┏━━
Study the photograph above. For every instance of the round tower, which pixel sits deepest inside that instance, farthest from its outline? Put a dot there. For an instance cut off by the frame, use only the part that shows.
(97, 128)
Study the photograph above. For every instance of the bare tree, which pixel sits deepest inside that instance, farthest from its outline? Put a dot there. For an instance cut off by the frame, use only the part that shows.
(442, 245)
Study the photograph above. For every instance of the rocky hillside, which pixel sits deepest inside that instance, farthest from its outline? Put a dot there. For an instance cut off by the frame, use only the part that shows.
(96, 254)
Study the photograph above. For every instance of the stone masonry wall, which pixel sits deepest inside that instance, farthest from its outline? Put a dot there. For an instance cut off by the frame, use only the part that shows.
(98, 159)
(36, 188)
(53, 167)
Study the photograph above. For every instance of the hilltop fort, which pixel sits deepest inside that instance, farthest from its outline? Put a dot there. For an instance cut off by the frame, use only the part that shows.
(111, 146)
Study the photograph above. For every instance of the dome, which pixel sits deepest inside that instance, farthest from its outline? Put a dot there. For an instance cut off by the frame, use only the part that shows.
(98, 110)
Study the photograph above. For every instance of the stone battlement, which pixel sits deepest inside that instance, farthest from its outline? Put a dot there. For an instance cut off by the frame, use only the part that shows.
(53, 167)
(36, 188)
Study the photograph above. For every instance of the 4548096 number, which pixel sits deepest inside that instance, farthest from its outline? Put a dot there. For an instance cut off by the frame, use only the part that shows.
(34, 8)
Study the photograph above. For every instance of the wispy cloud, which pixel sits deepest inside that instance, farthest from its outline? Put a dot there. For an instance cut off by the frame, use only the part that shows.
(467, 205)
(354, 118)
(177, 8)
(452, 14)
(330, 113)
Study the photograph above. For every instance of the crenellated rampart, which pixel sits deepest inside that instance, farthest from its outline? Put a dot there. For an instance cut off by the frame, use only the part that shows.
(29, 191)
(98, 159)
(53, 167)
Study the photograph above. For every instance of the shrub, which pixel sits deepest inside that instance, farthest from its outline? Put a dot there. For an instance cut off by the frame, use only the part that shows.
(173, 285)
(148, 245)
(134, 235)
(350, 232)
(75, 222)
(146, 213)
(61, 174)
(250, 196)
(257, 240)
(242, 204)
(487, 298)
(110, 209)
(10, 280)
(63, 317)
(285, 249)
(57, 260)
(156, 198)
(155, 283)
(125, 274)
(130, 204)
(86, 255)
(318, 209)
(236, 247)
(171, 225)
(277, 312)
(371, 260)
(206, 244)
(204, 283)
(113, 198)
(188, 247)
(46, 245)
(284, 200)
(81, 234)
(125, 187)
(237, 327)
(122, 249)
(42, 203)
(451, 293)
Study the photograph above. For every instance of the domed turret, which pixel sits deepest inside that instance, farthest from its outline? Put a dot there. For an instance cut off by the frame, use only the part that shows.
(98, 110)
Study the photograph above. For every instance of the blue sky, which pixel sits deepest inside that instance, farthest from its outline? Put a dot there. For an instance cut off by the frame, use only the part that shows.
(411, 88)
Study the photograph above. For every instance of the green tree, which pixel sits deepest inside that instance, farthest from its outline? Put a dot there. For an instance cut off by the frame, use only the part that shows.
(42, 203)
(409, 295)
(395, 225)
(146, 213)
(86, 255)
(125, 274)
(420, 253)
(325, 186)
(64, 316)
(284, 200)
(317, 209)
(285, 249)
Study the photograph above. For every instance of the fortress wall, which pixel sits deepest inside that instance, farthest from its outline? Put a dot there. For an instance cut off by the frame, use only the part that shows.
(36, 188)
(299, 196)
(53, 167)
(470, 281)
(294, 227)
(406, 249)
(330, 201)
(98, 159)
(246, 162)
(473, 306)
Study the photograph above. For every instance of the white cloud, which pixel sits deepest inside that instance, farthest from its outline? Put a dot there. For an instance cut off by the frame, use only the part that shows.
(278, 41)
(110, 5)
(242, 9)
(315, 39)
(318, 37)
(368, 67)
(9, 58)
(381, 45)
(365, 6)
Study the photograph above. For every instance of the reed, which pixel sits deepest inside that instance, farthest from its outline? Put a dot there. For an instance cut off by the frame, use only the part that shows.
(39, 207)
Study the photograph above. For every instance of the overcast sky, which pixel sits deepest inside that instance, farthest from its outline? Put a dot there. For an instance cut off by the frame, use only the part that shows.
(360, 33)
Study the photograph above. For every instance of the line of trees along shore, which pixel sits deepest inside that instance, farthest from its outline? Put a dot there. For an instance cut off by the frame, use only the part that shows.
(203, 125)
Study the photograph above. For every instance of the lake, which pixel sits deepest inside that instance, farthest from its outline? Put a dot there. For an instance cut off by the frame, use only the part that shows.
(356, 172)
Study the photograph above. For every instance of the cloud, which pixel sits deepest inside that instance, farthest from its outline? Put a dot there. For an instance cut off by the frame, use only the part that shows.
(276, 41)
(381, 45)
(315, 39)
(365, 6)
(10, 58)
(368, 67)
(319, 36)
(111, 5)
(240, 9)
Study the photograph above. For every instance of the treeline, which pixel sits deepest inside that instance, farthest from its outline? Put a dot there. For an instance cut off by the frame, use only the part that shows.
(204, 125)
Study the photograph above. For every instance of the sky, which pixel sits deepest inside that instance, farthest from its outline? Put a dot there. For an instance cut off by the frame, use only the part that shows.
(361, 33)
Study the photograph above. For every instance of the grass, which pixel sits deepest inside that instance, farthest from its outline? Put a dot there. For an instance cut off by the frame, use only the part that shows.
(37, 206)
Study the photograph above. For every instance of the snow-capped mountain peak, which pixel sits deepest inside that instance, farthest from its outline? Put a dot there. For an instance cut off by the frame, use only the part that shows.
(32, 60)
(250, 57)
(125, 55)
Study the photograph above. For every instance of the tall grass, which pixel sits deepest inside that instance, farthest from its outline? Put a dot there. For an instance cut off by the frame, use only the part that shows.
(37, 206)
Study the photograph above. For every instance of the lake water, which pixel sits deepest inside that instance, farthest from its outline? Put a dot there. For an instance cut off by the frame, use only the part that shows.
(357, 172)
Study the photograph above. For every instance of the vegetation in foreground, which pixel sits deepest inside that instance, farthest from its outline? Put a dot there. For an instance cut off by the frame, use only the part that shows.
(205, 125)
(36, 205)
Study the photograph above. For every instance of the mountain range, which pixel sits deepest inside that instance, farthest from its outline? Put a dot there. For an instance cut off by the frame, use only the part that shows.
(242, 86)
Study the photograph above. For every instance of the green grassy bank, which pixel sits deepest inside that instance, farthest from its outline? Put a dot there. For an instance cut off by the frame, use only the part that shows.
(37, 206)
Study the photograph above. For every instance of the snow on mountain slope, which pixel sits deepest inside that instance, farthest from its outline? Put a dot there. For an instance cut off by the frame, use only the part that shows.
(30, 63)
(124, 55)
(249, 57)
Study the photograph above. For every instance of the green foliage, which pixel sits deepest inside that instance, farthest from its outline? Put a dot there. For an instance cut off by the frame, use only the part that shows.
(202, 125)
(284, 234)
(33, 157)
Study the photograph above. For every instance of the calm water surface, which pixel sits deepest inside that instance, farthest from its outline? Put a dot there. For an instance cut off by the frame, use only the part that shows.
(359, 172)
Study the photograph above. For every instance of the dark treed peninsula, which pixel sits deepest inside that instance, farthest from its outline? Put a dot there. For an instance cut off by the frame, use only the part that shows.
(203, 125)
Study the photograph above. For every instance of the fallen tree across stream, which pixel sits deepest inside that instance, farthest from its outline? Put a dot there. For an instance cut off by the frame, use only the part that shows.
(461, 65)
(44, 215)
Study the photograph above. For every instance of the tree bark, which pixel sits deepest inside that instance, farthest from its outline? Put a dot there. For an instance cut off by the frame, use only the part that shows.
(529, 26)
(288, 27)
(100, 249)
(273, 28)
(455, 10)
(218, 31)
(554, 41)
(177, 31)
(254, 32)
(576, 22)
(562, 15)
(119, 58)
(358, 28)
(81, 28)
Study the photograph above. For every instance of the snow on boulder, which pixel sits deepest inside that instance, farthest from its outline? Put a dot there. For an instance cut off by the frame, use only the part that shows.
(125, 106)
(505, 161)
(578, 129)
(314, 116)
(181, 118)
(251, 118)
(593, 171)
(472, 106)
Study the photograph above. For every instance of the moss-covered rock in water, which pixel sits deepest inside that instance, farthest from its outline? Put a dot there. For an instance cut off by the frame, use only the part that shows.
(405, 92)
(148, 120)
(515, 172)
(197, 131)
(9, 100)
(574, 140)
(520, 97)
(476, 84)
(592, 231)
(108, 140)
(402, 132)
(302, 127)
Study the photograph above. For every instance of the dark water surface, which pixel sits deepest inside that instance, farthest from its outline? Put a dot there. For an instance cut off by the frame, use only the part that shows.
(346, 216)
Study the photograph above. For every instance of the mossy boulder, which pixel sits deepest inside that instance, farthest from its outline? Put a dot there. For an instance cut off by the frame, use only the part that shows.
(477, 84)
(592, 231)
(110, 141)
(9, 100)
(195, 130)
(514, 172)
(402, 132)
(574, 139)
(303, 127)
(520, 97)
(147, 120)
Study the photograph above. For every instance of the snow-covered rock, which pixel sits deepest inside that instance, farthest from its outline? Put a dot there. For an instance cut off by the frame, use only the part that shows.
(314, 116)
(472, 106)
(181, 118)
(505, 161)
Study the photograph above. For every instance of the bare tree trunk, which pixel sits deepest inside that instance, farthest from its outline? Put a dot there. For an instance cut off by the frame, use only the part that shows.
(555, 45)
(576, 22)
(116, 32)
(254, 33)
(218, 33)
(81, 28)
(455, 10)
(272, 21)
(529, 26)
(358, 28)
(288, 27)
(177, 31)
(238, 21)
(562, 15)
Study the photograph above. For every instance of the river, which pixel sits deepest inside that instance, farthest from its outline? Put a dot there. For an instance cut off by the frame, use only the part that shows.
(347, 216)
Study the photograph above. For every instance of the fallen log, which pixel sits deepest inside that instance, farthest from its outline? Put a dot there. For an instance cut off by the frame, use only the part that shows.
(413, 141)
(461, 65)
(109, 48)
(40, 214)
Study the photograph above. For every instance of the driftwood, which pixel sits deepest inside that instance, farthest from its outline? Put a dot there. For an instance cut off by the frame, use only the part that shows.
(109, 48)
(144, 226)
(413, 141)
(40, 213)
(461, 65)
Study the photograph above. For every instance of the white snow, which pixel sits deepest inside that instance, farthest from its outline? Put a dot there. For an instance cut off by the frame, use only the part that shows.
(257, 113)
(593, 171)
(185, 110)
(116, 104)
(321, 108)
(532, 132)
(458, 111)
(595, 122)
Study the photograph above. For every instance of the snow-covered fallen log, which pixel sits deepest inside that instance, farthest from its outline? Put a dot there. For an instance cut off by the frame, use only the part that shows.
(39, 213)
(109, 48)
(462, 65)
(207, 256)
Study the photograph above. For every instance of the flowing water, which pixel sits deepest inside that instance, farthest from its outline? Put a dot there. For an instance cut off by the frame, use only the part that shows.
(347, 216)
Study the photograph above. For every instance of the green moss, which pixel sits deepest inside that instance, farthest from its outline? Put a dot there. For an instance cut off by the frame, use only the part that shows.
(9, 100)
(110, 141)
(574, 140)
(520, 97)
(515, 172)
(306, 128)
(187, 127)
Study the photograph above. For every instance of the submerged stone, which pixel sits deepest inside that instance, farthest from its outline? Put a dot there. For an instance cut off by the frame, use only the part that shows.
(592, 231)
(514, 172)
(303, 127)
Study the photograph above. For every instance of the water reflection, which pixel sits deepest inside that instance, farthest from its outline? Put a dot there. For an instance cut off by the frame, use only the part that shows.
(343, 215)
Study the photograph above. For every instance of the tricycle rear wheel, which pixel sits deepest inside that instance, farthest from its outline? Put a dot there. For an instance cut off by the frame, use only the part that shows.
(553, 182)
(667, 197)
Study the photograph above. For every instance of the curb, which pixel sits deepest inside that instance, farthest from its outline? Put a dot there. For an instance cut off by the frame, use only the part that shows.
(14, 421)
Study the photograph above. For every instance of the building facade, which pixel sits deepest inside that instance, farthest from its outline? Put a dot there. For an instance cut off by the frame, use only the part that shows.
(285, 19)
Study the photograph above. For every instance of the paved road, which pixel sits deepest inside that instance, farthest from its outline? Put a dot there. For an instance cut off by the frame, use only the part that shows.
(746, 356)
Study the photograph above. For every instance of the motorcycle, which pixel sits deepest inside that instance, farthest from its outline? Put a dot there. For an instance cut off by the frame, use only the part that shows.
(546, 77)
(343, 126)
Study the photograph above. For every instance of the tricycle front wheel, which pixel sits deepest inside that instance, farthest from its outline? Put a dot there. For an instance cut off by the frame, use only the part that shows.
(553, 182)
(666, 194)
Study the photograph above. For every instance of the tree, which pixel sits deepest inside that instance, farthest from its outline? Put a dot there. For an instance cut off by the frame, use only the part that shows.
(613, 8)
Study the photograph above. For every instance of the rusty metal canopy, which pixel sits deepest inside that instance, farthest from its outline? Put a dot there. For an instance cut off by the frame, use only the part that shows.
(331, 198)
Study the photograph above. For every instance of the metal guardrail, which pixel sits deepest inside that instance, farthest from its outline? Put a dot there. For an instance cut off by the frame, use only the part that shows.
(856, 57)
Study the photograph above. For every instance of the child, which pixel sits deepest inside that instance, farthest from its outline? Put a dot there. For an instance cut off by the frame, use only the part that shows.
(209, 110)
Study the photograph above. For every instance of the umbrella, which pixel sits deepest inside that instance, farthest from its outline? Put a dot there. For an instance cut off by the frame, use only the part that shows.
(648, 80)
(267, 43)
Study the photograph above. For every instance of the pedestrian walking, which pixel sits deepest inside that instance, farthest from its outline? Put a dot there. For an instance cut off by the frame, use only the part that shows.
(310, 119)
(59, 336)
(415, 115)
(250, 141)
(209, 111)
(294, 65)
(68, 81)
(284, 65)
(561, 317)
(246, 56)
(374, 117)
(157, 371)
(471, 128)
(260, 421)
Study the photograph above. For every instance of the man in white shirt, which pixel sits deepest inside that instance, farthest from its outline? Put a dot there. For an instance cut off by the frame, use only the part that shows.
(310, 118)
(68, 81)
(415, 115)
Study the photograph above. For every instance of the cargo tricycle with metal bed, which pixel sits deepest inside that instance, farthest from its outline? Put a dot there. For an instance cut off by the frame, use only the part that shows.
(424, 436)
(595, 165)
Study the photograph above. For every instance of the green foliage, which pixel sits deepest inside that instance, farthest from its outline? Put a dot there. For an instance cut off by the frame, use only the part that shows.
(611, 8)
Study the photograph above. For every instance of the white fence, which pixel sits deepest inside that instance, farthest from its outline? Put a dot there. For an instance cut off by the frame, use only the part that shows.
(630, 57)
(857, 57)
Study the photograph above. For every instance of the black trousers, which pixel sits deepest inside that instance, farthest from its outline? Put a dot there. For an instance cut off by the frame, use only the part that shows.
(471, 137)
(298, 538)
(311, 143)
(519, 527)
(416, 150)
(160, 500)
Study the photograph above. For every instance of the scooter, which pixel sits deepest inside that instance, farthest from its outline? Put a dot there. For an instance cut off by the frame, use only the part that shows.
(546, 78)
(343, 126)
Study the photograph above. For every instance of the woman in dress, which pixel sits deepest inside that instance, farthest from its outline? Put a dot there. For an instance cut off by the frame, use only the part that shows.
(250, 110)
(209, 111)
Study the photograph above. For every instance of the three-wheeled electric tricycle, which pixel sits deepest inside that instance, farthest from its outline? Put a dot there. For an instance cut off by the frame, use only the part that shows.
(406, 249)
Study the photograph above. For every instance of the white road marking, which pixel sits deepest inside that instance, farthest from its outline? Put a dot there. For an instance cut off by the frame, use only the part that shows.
┗━━
## What to work on
Everything from the line containing "Study the photograph above. For every instance of the woman" through the final line of the listing, inclusive, must be reproduced exactly; leave out the rest.

## Answer to the task
Study the photograph above. For every instance of the woman in dress, which pixel sits deepest inside that instance, farthest from its outline? Put a dot there. For an instance cut off by the frame, use only the part that shows.
(250, 110)
(209, 111)
Study the photograph above. For every instance of the three-wheeled electric tricycle, which pixel sits deepest inside that instance, farthest from its outline? Put a dot there. For an instance cut off by the frame, use only the part that shows.
(406, 249)
Study the photograph above. For every instance of the white road marking, which pixel sits deepest inside that instance, farthest from its outline? Put a dot there. For an instance cut off by the frame, use only the part that shows.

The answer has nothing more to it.